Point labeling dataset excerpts
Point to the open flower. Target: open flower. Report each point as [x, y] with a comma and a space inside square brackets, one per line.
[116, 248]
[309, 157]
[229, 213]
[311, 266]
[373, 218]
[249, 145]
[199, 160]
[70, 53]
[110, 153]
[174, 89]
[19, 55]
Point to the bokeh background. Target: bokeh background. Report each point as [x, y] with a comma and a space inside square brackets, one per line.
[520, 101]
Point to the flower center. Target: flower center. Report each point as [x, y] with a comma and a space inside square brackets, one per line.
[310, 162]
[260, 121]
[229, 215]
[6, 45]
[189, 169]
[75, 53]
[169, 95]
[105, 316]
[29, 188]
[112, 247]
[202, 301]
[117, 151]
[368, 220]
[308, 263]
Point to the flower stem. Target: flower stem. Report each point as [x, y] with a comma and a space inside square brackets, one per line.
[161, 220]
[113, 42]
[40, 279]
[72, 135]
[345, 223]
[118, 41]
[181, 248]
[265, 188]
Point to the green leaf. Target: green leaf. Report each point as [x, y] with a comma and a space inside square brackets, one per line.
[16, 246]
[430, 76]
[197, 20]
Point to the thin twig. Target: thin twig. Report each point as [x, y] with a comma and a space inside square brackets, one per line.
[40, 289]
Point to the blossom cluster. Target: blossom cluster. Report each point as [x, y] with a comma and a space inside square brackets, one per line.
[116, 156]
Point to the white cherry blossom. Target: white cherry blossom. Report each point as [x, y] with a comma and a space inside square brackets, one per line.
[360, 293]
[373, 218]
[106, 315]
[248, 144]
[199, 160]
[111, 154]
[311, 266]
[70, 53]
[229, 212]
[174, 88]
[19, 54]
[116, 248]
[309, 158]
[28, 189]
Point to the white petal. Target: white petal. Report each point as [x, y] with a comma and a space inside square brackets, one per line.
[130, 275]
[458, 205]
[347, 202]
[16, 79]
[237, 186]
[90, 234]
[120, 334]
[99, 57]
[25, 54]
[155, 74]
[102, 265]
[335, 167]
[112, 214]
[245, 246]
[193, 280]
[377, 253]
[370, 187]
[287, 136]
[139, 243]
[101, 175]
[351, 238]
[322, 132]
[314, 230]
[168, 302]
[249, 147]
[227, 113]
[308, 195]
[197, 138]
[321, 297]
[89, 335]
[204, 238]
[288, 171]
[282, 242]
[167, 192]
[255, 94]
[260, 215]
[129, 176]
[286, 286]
...
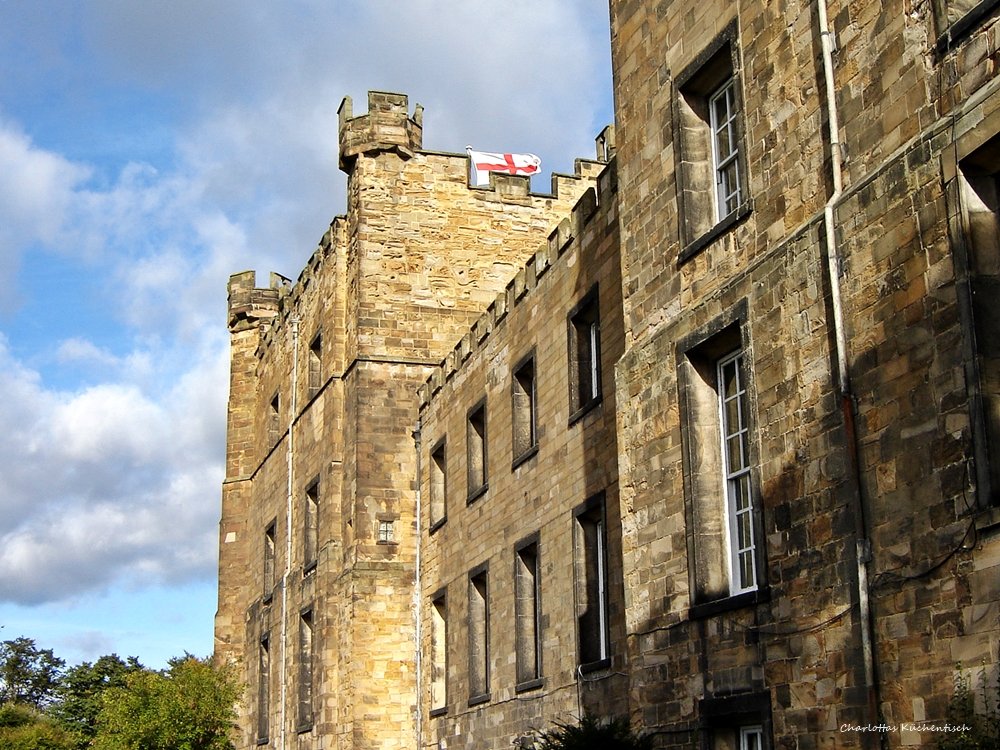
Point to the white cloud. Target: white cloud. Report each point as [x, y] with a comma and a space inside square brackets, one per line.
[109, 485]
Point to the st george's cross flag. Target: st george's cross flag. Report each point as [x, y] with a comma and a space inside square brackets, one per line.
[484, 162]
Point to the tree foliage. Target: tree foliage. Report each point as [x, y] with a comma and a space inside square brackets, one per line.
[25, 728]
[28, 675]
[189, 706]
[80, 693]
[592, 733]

REQUIREMENTS
Gather every row above that contains the word "flower" and copy each of those rows in full.

ANSWER TO THIS EXERCISE
Point to the open flower. Target: open flower. Report each point as [x, y] with a comma and a space inside square brackets, one per line.
Point to the flower center. Target: flower center. Report each point as [x, y] with a comma and a space inside square brackets, one per line.
Point to the flower stem. Target: flower stem. Report each point as [x, y] with a comma and a space inside square brackets, one per line.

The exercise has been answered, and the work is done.